* [What the task asks]:
Does the diabetes text agree with each of these statements? For each, answer yes or no and quote the deciding words from the text. 1. Insulin is produced by the pancreas. 2. People with Type 1 diabetes need insulin therapy for only a few years. 3. In Type 2 diabetes, the pancreas at first produces less insulin.

** Opening Given text block **

November is National Diabetes Month, a time to raise awareness about a chronic health condition that affects millions of people worldwide. Diabetes is a complex disease that can lead to severe complications if left unmanaged. To mark this important month of awareness, we’ll delve into what diabetes is, discuss its various forms, and highlight the warning signs that everyone should be aware of. Early recognition and intervention can make a significant difference in managing diabetes effectively and improving overall health.
Diabetes is a metabolic disorder characterized by high levels of glucose (sugar) in the blood. The hormone insulin, produced by the pancreas, regulates blood sugar levels by helping glucose enter the body’s cells for energy. When the body doesn’t produce enough insulin or doesn’t use it effectively, it leads to elevated blood sugar levels, which can result in various health issues.
Types of Diabetes
- Type 1: This form of diabetes is an autoimmune disease in which the immune system mistakenly attacks and destroys insulin-producing cells in the pancreas. People with Type 1 diabetes require lifelong insulin therapy to manage their blood sugar levels.
- Type 2: Type 2 diabetes is characterized by insulin resistance, where the body’s cells don’t respond effectively to insulin. Initially, the pancreas compensates by producing more insulin, but over time, it may not keep up, leading to elevated blood sugar levels.

** Closing Given text block **
** Opening Study material block **

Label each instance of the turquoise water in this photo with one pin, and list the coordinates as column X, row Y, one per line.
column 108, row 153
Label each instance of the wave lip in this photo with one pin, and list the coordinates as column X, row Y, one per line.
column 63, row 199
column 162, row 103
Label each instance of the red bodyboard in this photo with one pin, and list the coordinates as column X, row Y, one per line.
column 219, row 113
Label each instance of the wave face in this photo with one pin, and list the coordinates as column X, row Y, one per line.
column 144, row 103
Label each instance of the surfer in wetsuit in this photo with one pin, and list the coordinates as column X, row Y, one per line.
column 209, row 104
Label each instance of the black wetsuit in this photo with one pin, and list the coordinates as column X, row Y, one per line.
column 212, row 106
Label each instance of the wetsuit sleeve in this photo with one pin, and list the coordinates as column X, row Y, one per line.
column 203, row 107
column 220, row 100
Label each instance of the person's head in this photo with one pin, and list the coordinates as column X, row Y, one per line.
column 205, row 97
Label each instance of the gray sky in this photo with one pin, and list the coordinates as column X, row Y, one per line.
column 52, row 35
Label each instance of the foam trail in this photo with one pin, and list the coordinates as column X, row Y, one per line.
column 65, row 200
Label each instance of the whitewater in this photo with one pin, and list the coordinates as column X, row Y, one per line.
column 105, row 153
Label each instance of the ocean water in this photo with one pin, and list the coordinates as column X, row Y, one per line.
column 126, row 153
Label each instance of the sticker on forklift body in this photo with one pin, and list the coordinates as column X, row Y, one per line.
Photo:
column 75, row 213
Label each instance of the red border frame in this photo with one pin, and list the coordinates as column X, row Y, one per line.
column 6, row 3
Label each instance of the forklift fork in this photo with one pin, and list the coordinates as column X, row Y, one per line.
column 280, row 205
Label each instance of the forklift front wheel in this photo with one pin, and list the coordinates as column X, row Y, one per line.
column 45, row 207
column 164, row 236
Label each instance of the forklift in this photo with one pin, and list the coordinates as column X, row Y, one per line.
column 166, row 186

** Closing Study material block **

* [Reply to the exercise]:
1. Yes: "The hormone insulin, produced by the pancreas"
2. No: "People with Type 1 diabetes require lifelong insulin therapy to manage their blood sugar levels."
3. No: "Initially, the pancreas compensates by producing more insulin"